## [Directive]
Pick out every line in the entries below that contains the word "woman" and copy each of those lines. Treat uppercase and lowercase letters as different.

## [Data shown]
┄┄┄┄┄┄┄┄┄┄
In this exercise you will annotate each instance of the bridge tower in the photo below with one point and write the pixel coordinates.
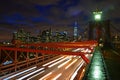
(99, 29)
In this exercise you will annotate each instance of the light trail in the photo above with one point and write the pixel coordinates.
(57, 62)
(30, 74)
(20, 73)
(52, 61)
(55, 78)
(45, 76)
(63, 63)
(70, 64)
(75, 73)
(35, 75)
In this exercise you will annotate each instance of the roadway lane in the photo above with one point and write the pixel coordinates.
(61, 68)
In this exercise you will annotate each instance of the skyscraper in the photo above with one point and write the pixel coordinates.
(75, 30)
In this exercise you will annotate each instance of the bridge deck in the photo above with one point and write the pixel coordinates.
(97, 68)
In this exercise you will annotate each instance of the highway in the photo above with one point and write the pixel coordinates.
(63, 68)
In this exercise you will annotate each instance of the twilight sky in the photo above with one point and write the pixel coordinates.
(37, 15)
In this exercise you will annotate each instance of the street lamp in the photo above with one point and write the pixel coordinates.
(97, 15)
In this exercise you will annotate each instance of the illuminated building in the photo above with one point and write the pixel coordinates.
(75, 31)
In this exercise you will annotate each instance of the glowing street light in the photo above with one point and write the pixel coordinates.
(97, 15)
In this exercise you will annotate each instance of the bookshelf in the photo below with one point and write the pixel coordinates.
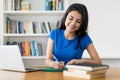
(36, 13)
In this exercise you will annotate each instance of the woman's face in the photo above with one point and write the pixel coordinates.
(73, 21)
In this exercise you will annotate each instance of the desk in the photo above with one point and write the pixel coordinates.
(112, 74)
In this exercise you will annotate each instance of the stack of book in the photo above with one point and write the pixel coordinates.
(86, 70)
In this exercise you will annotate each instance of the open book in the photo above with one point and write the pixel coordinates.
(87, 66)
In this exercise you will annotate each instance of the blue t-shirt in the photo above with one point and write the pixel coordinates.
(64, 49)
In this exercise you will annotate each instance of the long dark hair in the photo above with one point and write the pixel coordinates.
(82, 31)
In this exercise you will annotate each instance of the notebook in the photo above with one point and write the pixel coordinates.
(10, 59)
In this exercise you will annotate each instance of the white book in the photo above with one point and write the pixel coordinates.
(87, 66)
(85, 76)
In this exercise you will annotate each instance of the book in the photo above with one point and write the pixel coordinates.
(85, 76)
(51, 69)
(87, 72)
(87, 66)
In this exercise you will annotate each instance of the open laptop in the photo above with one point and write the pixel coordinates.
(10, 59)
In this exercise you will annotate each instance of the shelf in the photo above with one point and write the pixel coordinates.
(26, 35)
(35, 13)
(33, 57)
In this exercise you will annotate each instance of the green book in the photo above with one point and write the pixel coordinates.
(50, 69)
┄┄┄┄┄┄┄┄┄┄
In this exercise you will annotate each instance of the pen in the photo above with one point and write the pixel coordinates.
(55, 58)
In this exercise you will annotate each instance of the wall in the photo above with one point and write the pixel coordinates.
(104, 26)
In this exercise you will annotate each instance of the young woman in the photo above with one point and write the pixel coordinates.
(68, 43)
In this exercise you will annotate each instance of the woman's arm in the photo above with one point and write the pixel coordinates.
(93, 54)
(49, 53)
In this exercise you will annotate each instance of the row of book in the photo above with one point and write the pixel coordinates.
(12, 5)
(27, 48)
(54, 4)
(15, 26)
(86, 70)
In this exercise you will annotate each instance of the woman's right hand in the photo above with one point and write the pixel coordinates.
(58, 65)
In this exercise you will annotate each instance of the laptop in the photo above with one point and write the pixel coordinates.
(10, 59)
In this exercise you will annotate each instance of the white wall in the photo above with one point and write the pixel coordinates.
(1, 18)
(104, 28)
┄┄┄┄┄┄┄┄┄┄
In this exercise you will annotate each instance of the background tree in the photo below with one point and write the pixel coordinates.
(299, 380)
┄┄┄┄┄┄┄┄┄┄
## [Answer for the task]
In this exercise you will annotate each instance of the woman's face in the photo above with one point and write the pixel coordinates.
In this exercise you will annotate each instance of the young woman in the photo above with one point and write the pixel coordinates.
In this exercise you will annotate each instance of the woman's arm in the photo above with one point and write the pixel coordinates.
In this exercise you will annotate each instance of the woman's right hand in the photo above with one point and write the pixel coordinates.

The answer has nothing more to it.